#### What you will do:
Every line that holds the word "potato" needs to be copied from the data below.

******

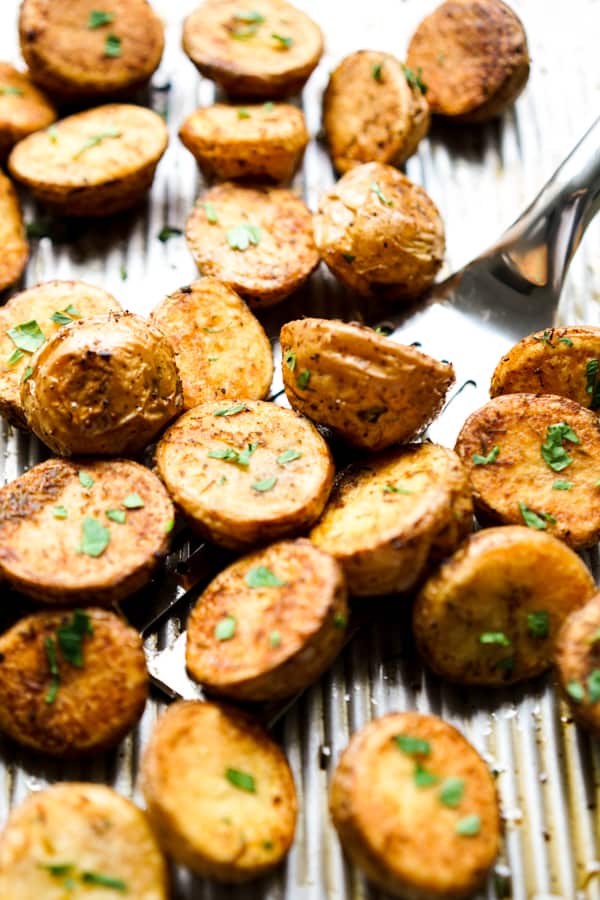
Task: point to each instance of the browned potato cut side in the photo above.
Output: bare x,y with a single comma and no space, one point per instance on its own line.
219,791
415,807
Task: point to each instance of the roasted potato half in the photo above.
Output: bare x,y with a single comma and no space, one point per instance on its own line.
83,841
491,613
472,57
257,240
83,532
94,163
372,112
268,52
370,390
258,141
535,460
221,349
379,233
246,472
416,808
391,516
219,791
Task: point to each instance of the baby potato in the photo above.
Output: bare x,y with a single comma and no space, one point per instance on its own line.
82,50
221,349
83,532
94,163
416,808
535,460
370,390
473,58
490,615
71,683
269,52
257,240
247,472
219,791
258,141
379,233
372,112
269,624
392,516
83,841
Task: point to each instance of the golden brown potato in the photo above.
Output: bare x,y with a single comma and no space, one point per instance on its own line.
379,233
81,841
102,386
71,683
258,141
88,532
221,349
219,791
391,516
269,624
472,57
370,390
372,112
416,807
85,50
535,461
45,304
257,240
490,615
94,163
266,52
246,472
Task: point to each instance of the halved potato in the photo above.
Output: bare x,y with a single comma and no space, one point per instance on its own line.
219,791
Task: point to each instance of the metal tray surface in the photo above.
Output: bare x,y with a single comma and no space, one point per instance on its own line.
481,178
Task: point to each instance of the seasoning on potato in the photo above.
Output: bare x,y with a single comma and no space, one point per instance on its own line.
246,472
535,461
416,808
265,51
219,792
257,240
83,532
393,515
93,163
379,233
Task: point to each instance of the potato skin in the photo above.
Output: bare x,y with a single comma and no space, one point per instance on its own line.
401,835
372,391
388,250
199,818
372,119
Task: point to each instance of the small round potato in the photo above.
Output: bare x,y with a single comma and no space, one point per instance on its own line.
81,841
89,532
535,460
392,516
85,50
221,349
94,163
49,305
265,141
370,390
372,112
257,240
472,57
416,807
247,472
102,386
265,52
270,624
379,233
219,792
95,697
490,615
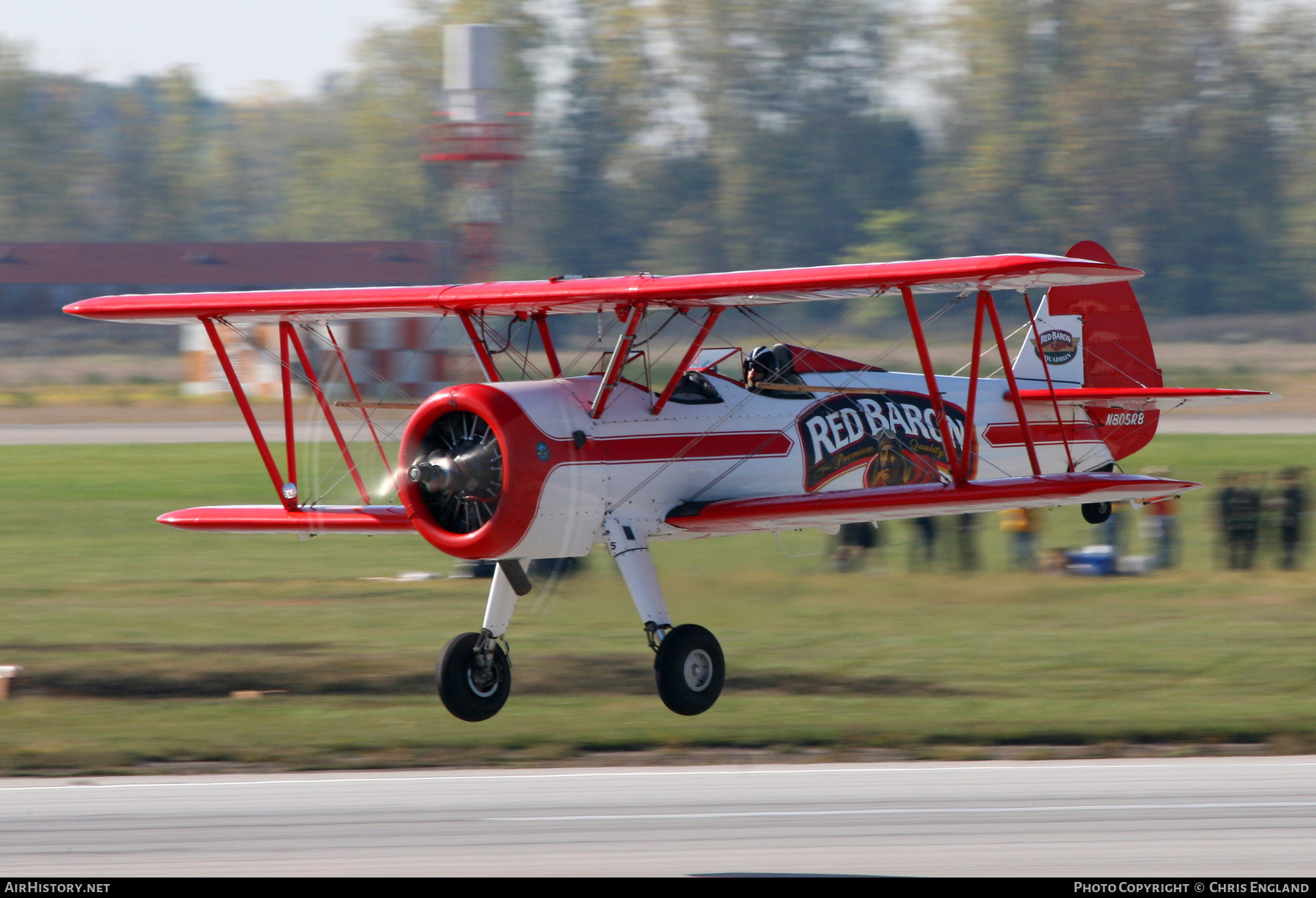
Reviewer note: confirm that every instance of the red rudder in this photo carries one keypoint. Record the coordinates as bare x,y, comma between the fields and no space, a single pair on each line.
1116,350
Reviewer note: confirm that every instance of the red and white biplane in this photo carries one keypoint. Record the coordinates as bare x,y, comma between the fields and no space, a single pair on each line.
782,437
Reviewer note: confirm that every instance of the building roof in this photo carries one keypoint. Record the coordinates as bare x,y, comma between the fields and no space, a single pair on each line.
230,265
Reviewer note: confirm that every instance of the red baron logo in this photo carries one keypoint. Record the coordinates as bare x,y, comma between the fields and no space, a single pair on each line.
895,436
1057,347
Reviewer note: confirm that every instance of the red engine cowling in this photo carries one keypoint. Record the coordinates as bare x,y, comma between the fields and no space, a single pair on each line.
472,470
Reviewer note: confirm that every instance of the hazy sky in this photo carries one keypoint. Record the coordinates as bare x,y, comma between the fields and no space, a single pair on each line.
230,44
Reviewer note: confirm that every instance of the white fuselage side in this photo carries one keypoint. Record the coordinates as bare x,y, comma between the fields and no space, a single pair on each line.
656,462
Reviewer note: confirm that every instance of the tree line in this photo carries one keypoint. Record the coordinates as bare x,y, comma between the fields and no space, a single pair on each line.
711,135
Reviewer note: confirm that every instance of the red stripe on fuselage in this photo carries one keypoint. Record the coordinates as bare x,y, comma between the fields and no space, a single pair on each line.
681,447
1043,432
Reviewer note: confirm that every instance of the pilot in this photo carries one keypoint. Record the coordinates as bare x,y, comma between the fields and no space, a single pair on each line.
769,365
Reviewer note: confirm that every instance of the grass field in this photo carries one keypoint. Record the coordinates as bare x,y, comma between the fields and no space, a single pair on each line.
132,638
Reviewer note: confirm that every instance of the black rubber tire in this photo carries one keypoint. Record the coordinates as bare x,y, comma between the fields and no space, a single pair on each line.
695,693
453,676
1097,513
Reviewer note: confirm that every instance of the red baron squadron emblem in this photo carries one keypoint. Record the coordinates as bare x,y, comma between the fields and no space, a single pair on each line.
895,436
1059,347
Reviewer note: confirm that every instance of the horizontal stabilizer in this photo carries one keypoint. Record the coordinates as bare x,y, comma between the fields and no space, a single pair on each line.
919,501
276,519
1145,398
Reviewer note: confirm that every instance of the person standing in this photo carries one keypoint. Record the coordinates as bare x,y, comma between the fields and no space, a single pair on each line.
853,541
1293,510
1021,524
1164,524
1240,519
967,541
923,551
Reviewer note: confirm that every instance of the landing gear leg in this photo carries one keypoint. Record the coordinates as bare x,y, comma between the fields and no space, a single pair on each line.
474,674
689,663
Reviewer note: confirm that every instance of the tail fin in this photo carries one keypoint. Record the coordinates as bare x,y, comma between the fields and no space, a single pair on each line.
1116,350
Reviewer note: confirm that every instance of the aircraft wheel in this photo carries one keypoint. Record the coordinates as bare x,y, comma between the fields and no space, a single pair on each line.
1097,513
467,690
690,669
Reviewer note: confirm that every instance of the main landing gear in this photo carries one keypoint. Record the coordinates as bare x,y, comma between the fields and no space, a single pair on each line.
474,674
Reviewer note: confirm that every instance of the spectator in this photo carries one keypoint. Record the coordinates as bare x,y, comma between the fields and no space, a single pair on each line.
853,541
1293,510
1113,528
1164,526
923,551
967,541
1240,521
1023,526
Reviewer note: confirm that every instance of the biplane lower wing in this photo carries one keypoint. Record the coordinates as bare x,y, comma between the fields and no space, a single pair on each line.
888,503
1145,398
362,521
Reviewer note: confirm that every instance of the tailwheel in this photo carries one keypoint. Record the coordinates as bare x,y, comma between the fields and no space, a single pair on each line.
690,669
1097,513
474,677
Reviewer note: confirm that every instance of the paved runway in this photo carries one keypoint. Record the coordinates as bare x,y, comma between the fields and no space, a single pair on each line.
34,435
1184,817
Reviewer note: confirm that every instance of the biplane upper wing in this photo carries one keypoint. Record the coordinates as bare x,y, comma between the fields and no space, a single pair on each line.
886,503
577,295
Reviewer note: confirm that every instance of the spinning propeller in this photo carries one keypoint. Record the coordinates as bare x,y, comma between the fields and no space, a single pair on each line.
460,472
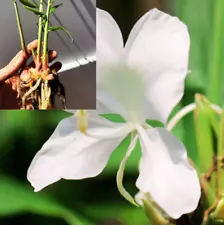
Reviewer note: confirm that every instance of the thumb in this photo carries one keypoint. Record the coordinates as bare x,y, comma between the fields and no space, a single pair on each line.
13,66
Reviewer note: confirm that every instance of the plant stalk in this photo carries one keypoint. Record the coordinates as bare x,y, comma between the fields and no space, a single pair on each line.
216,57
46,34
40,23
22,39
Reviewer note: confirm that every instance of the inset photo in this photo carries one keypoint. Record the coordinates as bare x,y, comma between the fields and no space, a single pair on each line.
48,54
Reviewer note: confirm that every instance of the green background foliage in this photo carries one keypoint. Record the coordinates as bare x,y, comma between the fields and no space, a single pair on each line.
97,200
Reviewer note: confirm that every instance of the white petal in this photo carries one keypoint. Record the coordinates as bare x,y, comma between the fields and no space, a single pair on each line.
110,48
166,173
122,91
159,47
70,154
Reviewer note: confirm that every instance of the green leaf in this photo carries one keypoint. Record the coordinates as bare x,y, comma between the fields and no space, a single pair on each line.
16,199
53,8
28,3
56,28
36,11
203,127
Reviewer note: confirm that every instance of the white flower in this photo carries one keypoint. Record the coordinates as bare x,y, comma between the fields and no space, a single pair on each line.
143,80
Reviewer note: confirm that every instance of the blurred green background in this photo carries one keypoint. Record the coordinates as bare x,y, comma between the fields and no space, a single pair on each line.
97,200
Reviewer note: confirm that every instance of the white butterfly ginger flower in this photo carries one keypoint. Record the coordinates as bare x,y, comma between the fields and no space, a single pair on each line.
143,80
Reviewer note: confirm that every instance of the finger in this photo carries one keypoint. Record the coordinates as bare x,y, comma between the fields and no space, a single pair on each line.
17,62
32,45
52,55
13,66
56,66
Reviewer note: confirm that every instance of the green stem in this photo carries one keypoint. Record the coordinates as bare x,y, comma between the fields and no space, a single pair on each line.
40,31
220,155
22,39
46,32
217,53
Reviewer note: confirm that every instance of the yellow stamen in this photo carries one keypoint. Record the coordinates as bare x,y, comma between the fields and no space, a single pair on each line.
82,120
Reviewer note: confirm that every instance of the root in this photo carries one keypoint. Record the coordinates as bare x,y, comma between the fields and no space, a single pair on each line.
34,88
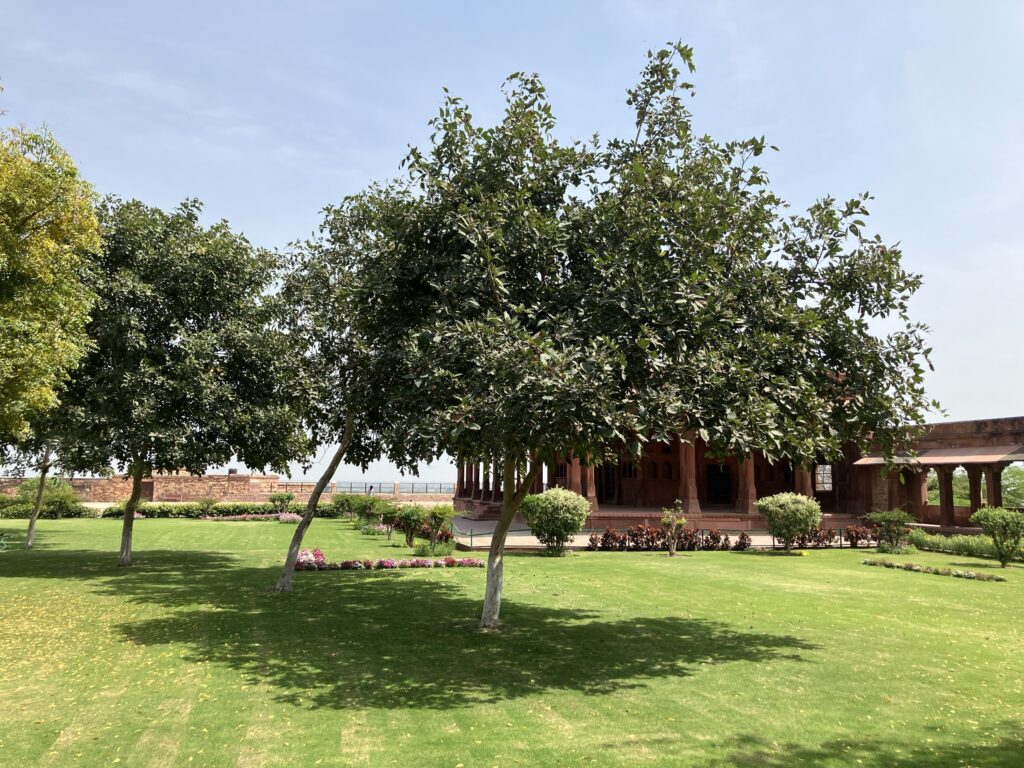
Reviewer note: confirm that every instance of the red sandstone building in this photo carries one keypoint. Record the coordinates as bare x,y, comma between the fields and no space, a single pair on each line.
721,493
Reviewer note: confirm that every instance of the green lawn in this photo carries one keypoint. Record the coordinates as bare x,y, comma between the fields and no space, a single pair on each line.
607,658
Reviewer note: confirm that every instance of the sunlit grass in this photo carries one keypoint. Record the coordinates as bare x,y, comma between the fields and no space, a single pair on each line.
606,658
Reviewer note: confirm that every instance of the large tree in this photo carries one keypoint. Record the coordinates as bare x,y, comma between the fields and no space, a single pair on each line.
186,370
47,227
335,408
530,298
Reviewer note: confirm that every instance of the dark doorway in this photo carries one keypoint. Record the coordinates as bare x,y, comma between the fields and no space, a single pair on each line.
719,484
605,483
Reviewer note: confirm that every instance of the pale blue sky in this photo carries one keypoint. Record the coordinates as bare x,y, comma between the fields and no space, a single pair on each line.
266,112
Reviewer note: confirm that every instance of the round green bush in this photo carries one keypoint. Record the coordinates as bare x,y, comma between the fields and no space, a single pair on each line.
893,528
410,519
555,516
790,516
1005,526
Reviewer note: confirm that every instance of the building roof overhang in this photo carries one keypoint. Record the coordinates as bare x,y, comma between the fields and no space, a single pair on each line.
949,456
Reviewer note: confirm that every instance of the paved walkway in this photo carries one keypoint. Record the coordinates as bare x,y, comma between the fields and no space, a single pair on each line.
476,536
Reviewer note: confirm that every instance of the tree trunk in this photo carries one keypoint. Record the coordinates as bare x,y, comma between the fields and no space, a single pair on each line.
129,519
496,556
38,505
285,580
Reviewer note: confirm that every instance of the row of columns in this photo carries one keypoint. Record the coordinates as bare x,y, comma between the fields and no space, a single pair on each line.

******

#### The completed task:
Task: point to each instance of the browned potato cut side in the photo above.
Task: point to each instance of the roasted potato half in the photo above.
Task: point to each instance of the baby potato in the photo above.
Task: point to each instance of the golden brown potato in the photo above.
Task: point to each instance of the halved potato in the photo above.
Task: point to each instance of the seasoning on potato in the photo above.
Task: point to each instance of the potato skin in the photo above.
Task: point to each instance of the small round potato in the photo above.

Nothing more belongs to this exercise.